Items from a dataset:

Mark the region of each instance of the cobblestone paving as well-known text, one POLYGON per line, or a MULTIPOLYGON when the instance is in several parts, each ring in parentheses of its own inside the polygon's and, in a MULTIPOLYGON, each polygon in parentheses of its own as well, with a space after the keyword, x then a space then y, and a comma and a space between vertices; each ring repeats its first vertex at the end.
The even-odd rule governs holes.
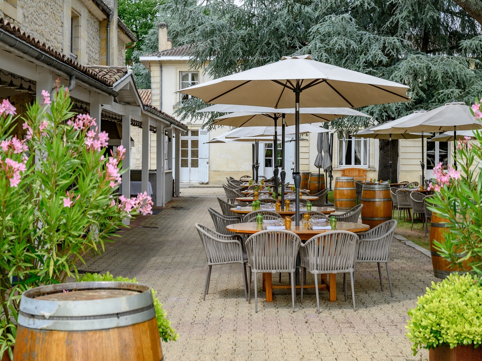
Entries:
MULTIPOLYGON (((166 361, 428 358, 425 350, 413 355, 404 326, 407 310, 437 279, 429 258, 396 239, 390 263, 394 297, 386 273, 382 291, 376 265, 362 263, 355 281, 356 312, 349 296, 344 300, 339 277, 338 301, 330 302, 328 292, 321 291, 319 314, 312 289, 305 291, 303 305, 297 291, 295 312, 289 290, 274 290, 270 303, 260 292, 255 313, 254 300, 251 304, 244 300, 237 265, 213 268, 209 293, 203 301, 206 258, 194 224, 213 227, 206 208, 219 209, 216 196, 224 196, 222 189, 181 189, 181 196, 159 215, 136 220, 136 227, 107 245, 103 257, 87 259, 79 267, 136 277, 159 291, 179 334, 177 342, 162 343, 166 361)), ((287 283, 284 276, 282 282, 287 283)))

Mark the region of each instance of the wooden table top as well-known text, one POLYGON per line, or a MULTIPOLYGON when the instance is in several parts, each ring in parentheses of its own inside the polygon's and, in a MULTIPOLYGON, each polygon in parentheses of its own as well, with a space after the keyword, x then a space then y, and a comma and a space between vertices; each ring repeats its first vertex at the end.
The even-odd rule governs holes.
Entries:
MULTIPOLYGON (((260 210, 275 210, 274 208, 261 208, 260 210)), ((317 211, 318 212, 321 212, 322 213, 324 213, 325 214, 329 214, 330 213, 333 213, 335 211, 335 209, 334 208, 331 208, 331 207, 311 207, 311 210, 317 211)), ((253 211, 253 208, 251 206, 248 206, 247 207, 241 207, 241 209, 237 209, 236 208, 231 208, 231 211, 235 213, 242 213, 244 214, 247 214, 250 212, 253 211)), ((300 208, 300 213, 303 214, 305 212, 308 212, 306 210, 306 208, 300 208)), ((282 217, 285 217, 286 216, 293 216, 296 213, 294 210, 290 211, 289 210, 284 210, 284 208, 281 208, 279 212, 277 212, 277 213, 279 214, 280 216, 282 217)))
MULTIPOLYGON (((291 229, 290 231, 297 234, 303 241, 307 241, 314 235, 319 234, 321 233, 329 232, 331 231, 331 230, 308 230, 303 226, 295 226, 294 223, 294 222, 291 224, 291 229)), ((329 223, 327 222, 327 225, 329 223)), ((257 225, 256 222, 236 223, 226 226, 226 229, 236 233, 246 233, 252 234, 263 230, 262 229, 258 229, 257 225)), ((337 222, 336 228, 338 231, 348 231, 354 233, 364 232, 370 229, 370 226, 366 224, 360 224, 360 223, 350 222, 337 222)), ((273 230, 273 231, 276 231, 276 230, 273 230)))
MULTIPOLYGON (((318 197, 315 197, 314 195, 304 195, 302 197, 301 197, 300 198, 302 198, 303 199, 306 199, 307 201, 316 201, 317 199, 318 199, 318 197)), ((273 199, 272 198, 265 198, 265 199, 273 199)), ((285 197, 284 199, 286 199, 287 198, 285 197)), ((258 199, 262 202, 263 199, 260 198, 258 198, 258 199)), ((240 201, 241 202, 253 202, 253 201, 255 200, 254 199, 254 197, 240 197, 239 198, 237 198, 236 200, 240 201)), ((278 198, 277 198, 277 200, 281 201, 281 198, 278 197, 278 198)), ((288 200, 290 201, 290 202, 292 201, 294 201, 295 198, 293 198, 292 199, 288 199, 288 200)))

### Requirement
Rename "well-known text" to "WKT" throughout all the records above, leaving everything else unchanged, and omit the pictures from your answer.

### Task output
Mark the region of each instance of the cobblestone paving as WKT, one POLYGON per line, or a MULTIPOLYGON when the instance is in several parts, each ring in parentheses of its own inside the polygon's and, in a MULTIPOLYGON, each polygon in parentheses of its own as well, with a space after the keyword, x then a space then y, and a comma and a space between vertices; each ring repeats its first vertex at the end.
The even-odd rule governs holes.
Entries:
MULTIPOLYGON (((166 361, 428 358, 425 350, 413 355, 404 326, 407 310, 437 279, 429 258, 396 239, 390 263, 394 297, 386 273, 382 291, 376 265, 362 263, 355 281, 356 312, 349 296, 344 300, 339 277, 338 301, 330 302, 328 292, 321 291, 319 314, 312 289, 305 291, 303 305, 297 291, 295 312, 289 290, 274 290, 270 303, 260 292, 255 313, 254 300, 251 304, 244 300, 237 265, 213 268, 209 293, 203 301, 206 258, 194 224, 213 227, 206 208, 219 209, 216 196, 224 196, 222 189, 181 189, 181 196, 159 215, 136 220, 136 227, 107 245, 103 257, 87 259, 79 267, 136 277, 159 291, 179 334, 177 342, 162 343, 166 361)), ((287 283, 284 276, 282 282, 287 283)))

Mark the region of each instance of the wooden table top as WKT, one POLYGON per line, or a MULTIPOLYGON when the instance is in several parts, each ring in parentheses of its own inside the polygon's and, in a MULTIPOLYGON, each polygon in parentheses of its own as well, with a space after the keyword, x then a space then y, and a comma and a space between vertices; each ring repeats its first vertex at the end.
The even-odd rule governs holes.
Entries:
MULTIPOLYGON (((260 210, 275 210, 274 208, 261 208, 260 210)), ((317 211, 318 212, 321 212, 322 213, 324 213, 325 214, 329 214, 330 213, 333 213, 335 211, 335 209, 334 208, 331 208, 331 207, 311 207, 311 210, 317 211)), ((253 211, 253 208, 251 206, 248 206, 247 207, 241 207, 241 209, 237 209, 236 208, 231 208, 231 211, 235 213, 242 213, 244 214, 247 214, 250 212, 253 211)), ((300 208, 300 213, 303 214, 305 212, 308 212, 306 210, 306 208, 300 208)), ((282 217, 285 217, 286 216, 293 216, 296 213, 294 210, 290 211, 289 210, 284 210, 284 208, 281 208, 279 212, 277 212, 277 213, 279 214, 280 216, 282 217)))
MULTIPOLYGON (((291 229, 290 231, 297 234, 303 241, 307 241, 314 235, 319 234, 321 233, 329 232, 331 231, 331 230, 308 230, 303 226, 295 226, 294 223, 294 222, 291 224, 291 229)), ((329 223, 327 222, 327 225, 329 223)), ((257 225, 256 222, 236 223, 226 226, 226 229, 236 233, 246 233, 252 234, 263 230, 262 229, 258 229, 257 225)), ((337 222, 336 228, 338 231, 348 231, 354 233, 364 232, 370 229, 370 226, 366 224, 360 224, 360 223, 350 222, 337 222)), ((273 230, 273 231, 276 231, 276 230, 273 230)))
MULTIPOLYGON (((318 197, 315 197, 314 195, 304 195, 302 197, 301 197, 300 198, 302 198, 303 199, 306 199, 307 201, 316 201, 317 199, 318 199, 318 197)), ((273 199, 272 198, 265 198, 265 199, 273 199)), ((285 197, 284 199, 286 199, 287 198, 285 197)), ((258 199, 262 202, 263 199, 260 198, 258 198, 258 199)), ((240 201, 241 202, 253 202, 253 201, 255 200, 254 199, 254 197, 240 197, 239 198, 237 198, 236 200, 240 201)), ((278 198, 277 198, 277 200, 281 201, 281 198, 278 197, 278 198)), ((288 200, 290 201, 290 202, 292 201, 294 201, 295 198, 293 198, 292 199, 288 199, 288 200)))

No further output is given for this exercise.